● EXERCISE REQUIREMENTS: Check every line of the entries for "paper", and copy the lines that hold it.

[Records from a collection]
——————
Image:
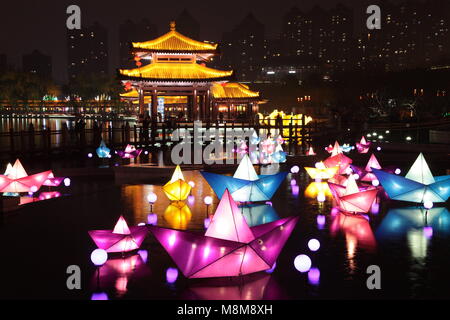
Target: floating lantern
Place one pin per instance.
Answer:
(99, 257)
(245, 185)
(177, 189)
(229, 247)
(18, 181)
(419, 185)
(302, 263)
(121, 239)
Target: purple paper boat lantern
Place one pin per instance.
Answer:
(121, 239)
(229, 247)
(129, 152)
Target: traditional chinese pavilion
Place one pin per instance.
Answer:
(175, 82)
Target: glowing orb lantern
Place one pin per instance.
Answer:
(99, 257)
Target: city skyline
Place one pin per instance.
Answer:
(271, 32)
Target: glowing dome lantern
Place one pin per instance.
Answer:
(245, 185)
(121, 239)
(177, 189)
(103, 151)
(419, 185)
(229, 247)
(18, 181)
(351, 199)
(363, 145)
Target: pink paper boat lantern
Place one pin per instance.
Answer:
(130, 152)
(53, 181)
(229, 247)
(121, 239)
(310, 152)
(338, 160)
(18, 181)
(363, 146)
(351, 198)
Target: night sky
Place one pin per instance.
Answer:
(27, 25)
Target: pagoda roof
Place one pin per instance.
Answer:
(174, 42)
(232, 90)
(171, 71)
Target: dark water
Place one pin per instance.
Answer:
(40, 240)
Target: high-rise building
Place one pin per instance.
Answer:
(188, 25)
(87, 50)
(245, 49)
(37, 63)
(130, 31)
(3, 62)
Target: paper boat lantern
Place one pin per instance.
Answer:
(401, 221)
(129, 152)
(178, 215)
(363, 146)
(18, 181)
(103, 151)
(321, 171)
(229, 247)
(310, 152)
(256, 214)
(177, 189)
(418, 185)
(245, 185)
(338, 160)
(121, 239)
(351, 198)
(53, 181)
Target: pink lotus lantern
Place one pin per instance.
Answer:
(229, 247)
(338, 160)
(351, 198)
(363, 146)
(121, 239)
(18, 181)
(310, 152)
(129, 152)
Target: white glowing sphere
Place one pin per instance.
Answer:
(152, 197)
(302, 263)
(99, 257)
(207, 200)
(67, 182)
(428, 204)
(313, 244)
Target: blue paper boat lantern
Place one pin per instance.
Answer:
(256, 214)
(245, 185)
(418, 185)
(103, 151)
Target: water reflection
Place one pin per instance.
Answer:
(252, 287)
(116, 273)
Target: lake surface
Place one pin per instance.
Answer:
(40, 240)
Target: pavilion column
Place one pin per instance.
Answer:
(154, 110)
(141, 102)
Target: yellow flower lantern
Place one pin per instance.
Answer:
(177, 189)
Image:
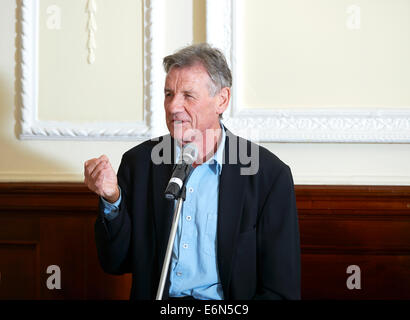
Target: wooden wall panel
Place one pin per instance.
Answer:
(53, 224)
(354, 225)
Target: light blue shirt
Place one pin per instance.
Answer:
(194, 267)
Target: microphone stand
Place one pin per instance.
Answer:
(171, 239)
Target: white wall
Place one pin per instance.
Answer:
(373, 164)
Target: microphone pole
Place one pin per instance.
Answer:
(176, 190)
(171, 240)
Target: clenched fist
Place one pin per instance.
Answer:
(100, 177)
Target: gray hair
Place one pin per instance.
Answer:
(212, 59)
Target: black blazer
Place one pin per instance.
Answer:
(258, 246)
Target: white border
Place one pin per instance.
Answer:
(370, 125)
(33, 128)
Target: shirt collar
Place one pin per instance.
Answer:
(217, 159)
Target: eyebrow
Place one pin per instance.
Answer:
(189, 91)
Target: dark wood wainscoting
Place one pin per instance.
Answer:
(44, 224)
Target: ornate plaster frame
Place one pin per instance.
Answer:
(370, 125)
(33, 128)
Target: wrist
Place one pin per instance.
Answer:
(113, 198)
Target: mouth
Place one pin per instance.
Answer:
(179, 122)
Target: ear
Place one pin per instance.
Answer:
(224, 96)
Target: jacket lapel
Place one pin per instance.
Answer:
(230, 203)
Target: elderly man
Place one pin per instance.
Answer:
(238, 235)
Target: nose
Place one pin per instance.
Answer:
(174, 104)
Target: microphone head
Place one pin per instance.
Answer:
(189, 153)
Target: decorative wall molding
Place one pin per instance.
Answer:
(380, 125)
(33, 128)
(92, 29)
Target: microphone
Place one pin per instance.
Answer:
(182, 171)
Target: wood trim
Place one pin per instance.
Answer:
(339, 226)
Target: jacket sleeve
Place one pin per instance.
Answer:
(112, 236)
(278, 242)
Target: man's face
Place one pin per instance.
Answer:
(189, 107)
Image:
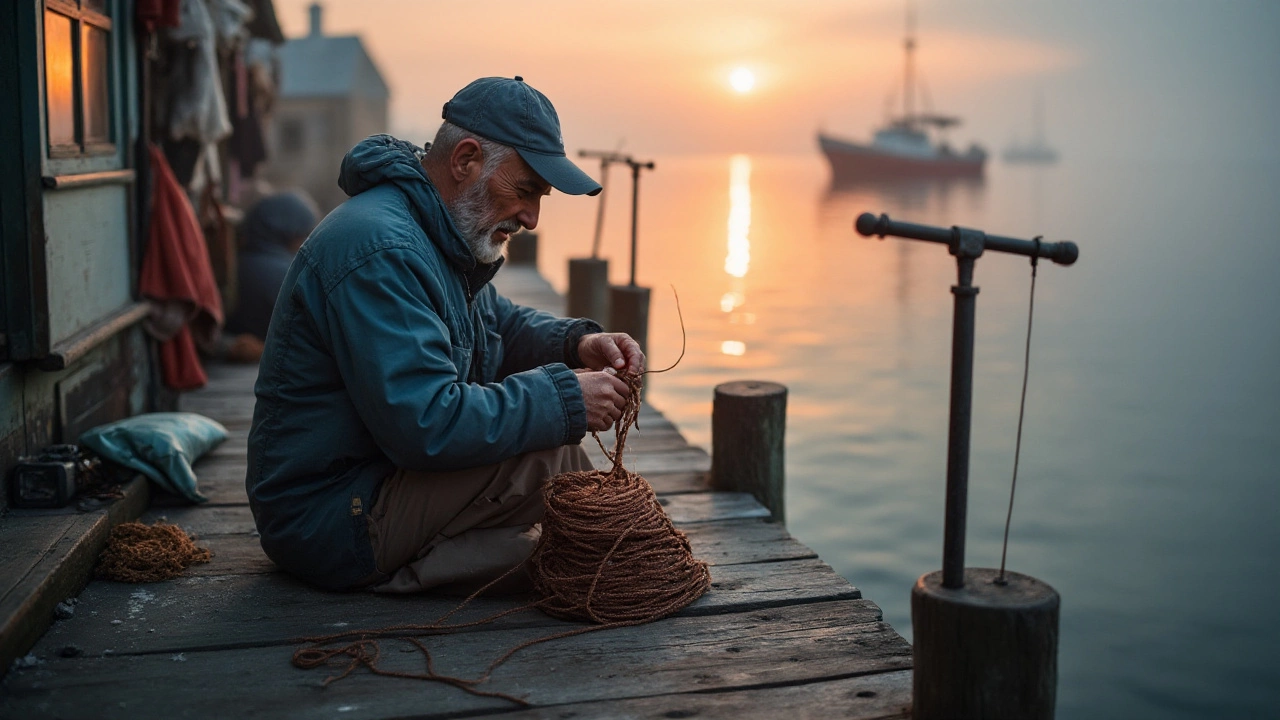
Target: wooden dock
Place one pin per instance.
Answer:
(778, 636)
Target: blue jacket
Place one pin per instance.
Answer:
(389, 349)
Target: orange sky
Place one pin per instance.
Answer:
(654, 73)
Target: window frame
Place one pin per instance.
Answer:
(83, 154)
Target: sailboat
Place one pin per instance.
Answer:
(1037, 151)
(904, 147)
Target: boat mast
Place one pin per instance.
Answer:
(909, 80)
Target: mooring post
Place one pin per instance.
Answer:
(984, 651)
(589, 277)
(986, 643)
(749, 422)
(629, 313)
(629, 304)
(589, 288)
(522, 249)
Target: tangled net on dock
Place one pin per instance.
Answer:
(608, 555)
(137, 552)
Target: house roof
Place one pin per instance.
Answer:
(327, 65)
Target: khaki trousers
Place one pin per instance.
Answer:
(456, 531)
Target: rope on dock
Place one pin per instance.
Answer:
(608, 555)
(137, 552)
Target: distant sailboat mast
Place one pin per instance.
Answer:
(909, 71)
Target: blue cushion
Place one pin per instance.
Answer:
(159, 445)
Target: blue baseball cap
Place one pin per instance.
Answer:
(512, 113)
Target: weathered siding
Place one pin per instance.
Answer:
(39, 408)
(86, 255)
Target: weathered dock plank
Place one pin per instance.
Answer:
(764, 648)
(211, 613)
(885, 696)
(778, 634)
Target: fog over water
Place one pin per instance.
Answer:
(1151, 456)
(1148, 482)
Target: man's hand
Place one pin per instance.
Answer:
(606, 397)
(611, 350)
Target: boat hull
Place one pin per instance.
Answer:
(851, 162)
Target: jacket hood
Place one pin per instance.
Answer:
(383, 159)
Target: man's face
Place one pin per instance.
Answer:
(492, 208)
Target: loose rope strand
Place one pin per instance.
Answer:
(1022, 413)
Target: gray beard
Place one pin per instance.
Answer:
(470, 213)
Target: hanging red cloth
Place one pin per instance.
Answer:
(176, 272)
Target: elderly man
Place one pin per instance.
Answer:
(407, 414)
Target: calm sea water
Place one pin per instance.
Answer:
(1151, 456)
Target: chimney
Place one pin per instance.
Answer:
(316, 10)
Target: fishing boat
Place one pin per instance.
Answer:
(906, 146)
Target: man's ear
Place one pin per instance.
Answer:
(466, 160)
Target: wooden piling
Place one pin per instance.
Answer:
(522, 249)
(629, 313)
(589, 288)
(748, 431)
(983, 650)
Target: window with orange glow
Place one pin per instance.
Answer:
(77, 77)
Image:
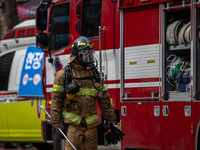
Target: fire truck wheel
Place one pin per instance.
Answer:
(58, 142)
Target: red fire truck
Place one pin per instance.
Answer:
(148, 54)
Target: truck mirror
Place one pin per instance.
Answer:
(42, 40)
(41, 18)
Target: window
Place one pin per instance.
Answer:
(91, 18)
(59, 27)
(5, 64)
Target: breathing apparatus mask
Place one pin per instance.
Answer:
(86, 57)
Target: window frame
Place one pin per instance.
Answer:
(50, 29)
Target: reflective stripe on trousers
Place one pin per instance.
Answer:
(77, 119)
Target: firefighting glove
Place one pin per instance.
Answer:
(109, 135)
(117, 133)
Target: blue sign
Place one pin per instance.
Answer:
(31, 75)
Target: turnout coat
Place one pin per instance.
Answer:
(83, 107)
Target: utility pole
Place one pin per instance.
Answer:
(11, 13)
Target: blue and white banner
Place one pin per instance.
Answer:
(31, 75)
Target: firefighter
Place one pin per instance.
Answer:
(83, 86)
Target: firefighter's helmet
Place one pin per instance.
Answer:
(82, 43)
(83, 48)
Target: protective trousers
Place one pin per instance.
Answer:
(82, 138)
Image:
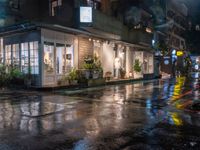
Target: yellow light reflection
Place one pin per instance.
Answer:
(177, 121)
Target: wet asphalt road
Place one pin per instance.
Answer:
(146, 115)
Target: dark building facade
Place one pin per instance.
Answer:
(50, 37)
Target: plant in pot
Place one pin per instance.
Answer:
(137, 67)
(73, 76)
(98, 70)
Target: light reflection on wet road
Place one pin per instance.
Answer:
(146, 115)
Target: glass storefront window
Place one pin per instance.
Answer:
(49, 57)
(64, 58)
(60, 58)
(69, 58)
(24, 58)
(148, 63)
(1, 50)
(16, 57)
(34, 62)
(8, 54)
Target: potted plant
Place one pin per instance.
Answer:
(73, 76)
(137, 67)
(28, 78)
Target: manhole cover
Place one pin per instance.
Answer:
(38, 109)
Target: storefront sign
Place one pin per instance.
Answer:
(179, 53)
(86, 14)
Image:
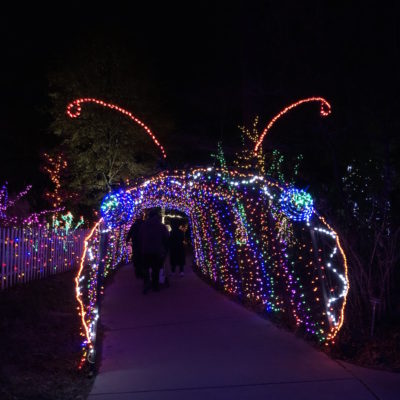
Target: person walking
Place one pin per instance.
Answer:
(177, 247)
(154, 237)
(133, 236)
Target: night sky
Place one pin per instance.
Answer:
(218, 66)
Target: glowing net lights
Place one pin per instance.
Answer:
(117, 208)
(74, 110)
(233, 222)
(297, 204)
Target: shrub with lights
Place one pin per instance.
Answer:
(257, 239)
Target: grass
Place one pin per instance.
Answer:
(40, 342)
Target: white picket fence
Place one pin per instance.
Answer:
(27, 254)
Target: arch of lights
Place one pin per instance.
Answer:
(256, 239)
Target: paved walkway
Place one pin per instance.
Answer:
(191, 342)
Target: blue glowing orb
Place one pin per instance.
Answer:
(117, 208)
(297, 204)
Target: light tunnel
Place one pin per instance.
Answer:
(256, 240)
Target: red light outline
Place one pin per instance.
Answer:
(324, 111)
(74, 111)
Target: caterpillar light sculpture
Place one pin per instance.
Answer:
(258, 240)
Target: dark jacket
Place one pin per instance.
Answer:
(133, 234)
(154, 237)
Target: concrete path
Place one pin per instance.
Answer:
(190, 342)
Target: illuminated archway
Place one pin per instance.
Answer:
(260, 241)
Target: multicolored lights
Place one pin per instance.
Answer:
(297, 204)
(117, 209)
(233, 219)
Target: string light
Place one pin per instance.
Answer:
(74, 110)
(252, 236)
(325, 110)
(233, 219)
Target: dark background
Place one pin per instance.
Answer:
(218, 66)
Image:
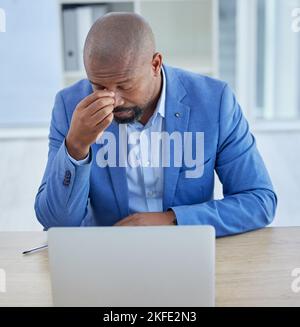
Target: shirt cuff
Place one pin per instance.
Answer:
(82, 162)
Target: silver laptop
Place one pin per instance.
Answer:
(165, 266)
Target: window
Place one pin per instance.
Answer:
(260, 56)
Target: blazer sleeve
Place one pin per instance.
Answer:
(249, 199)
(62, 198)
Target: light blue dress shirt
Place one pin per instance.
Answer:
(145, 182)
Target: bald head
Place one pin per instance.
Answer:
(119, 39)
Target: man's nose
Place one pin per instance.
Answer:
(118, 100)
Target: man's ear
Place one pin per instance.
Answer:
(157, 63)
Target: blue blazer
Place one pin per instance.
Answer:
(88, 195)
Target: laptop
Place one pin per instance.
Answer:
(157, 266)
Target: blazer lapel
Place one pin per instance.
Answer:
(176, 119)
(118, 175)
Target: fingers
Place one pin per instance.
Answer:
(99, 104)
(105, 122)
(94, 97)
(101, 114)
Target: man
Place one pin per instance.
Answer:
(128, 89)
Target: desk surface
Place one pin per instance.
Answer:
(254, 269)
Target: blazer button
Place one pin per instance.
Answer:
(67, 179)
(68, 174)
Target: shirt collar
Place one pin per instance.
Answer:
(161, 104)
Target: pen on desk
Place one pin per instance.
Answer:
(35, 249)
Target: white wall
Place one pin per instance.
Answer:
(30, 61)
(22, 164)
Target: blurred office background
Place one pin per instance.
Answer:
(252, 44)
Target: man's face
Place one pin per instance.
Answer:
(133, 88)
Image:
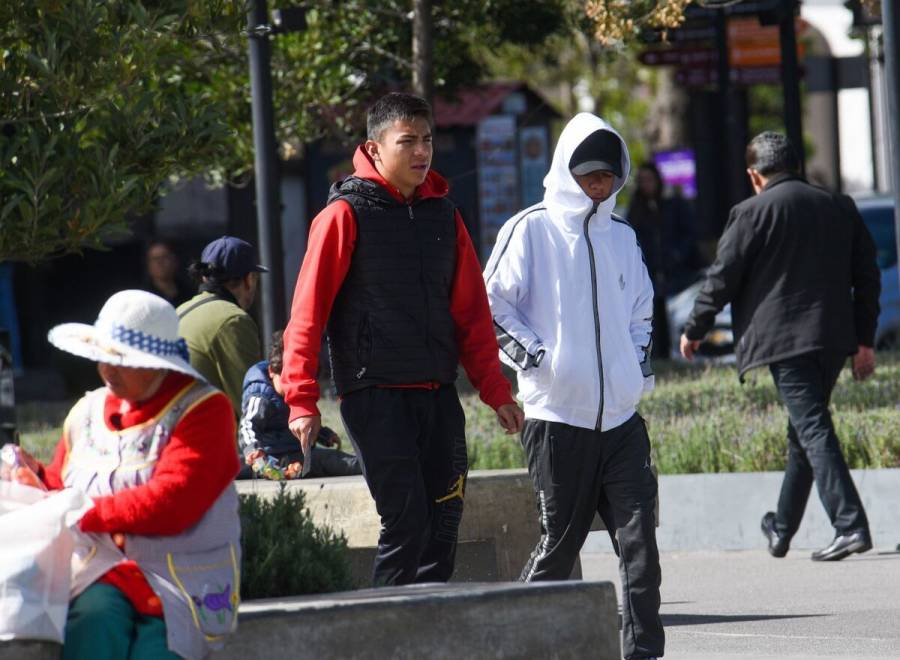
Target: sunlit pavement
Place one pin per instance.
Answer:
(746, 604)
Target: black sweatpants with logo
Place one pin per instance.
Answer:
(578, 472)
(412, 449)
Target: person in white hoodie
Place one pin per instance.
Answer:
(573, 311)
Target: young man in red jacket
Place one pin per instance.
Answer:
(391, 269)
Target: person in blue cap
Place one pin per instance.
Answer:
(222, 338)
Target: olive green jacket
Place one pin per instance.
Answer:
(223, 341)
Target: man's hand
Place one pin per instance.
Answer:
(511, 418)
(306, 430)
(689, 347)
(863, 363)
——————
● TASK ANSWER:
Target: purple paper boat lantern
Target: pink paper boat lantern
Target: paper boat lantern
Target: blue paper boat lantern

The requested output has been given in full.